===== SUPPLIED ENTRIES

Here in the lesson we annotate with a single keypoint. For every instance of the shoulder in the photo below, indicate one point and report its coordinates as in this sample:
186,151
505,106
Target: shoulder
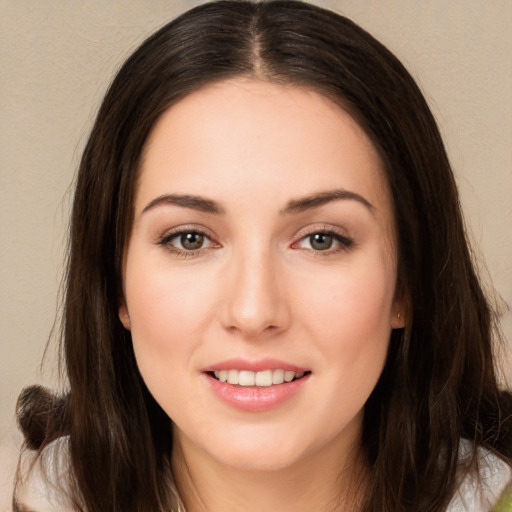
44,480
480,490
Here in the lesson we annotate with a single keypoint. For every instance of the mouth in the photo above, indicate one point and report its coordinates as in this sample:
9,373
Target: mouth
263,379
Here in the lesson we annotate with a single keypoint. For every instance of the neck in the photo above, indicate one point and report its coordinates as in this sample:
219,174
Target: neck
318,482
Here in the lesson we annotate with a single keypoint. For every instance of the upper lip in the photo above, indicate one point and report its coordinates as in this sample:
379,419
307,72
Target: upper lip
254,365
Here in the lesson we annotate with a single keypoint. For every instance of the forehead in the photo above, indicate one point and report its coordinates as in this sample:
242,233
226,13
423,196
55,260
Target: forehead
252,136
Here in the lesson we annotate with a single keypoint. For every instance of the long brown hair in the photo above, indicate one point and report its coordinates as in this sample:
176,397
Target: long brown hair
439,383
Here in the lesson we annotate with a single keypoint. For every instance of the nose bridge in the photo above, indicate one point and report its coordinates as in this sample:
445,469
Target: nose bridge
253,301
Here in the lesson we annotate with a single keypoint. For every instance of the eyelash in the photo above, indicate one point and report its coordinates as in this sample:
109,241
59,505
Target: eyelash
165,241
345,243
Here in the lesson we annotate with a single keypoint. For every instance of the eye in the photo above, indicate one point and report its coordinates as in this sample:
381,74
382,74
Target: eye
325,241
186,243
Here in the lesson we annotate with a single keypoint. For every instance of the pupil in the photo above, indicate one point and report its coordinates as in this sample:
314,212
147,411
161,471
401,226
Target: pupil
321,241
192,241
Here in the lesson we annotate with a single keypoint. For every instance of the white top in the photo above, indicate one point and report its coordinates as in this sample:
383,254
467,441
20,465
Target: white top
475,494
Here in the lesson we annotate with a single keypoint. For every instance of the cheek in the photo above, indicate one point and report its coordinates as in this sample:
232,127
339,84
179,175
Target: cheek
167,312
349,317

==========

PROBLEM DETAILS -> An exact copy of the entries above is required, with the pictures left out.

SOLVED EXERCISE ->
Here in the lesson we annotate with a single keypoint. For every instance of the shoulder in the photo below, indicate one point and report its coordinates as in this sample:
186,151
505,106
Target: shoulder
44,480
480,490
Here in the lesson we annotate with a single keypoint. For every instance of the mouth in the photo above, indicate one point and report its coordinates as in this sample:
9,373
Target: mouth
263,379
Here in the lesson we annotate with a single keypoint. For every instance of the neck in the photo above, indicate one point and report its coordinates as in this sample:
219,174
Target: neck
318,482
Here in the lesson we annotate with a single keypoint. For every instance of the upper lip in the photo above, indicate one point and report its coordinates as in this sample:
379,419
307,72
Target: upper lip
254,365
Here in the lesson we annotate with a single keypoint. For every instance of the forehead in the photo above, indicate one point and report its coordinates as in this sample:
242,233
226,13
423,196
55,260
Target: forehead
252,136
Here in the lesson we annotate with a single keypoint. For every instance of the long brown hair in the photo above, indicate one point and report its coordinates as in this sample:
176,397
Target: long brown hair
439,383
Here in the lesson we annotate with a single keypoint. For every instance of the nose bridge in the photo above, indicate one point and report its coordinates as in this sample:
445,469
Target: nose bridge
253,301
Here in the lesson we annotate with a single keypoint. For every instance of the eyelash in the photo above, indicate one point and report its coordinates as in this sample:
109,241
59,505
Target: eyelash
165,241
345,243
Here in the lesson we annotate with a single keypoint. For every instance of the eye in the photo above, indicate one point and report its coordinates as in this sample:
381,74
382,74
Target: eye
325,241
186,243
Here in the lesson we annotate with a single keypoint. For every instance of the pupil in the photo above, indicate one point and report its coordinates as in this sample:
314,212
147,411
161,471
401,226
Target: pupil
321,241
192,241
Here in the lesson we annotate with a single keypoint. For every instance of the white top in the photo above, indicate one point and report its coordinates as in this sample:
383,254
467,441
20,465
Target: white top
475,494
Here in the lesson we annotate with a single keypoint. For every instance of the cheek in the photo above, indicate one point and report its coordinates as in this sample:
232,127
339,84
179,175
Target: cheek
167,312
349,317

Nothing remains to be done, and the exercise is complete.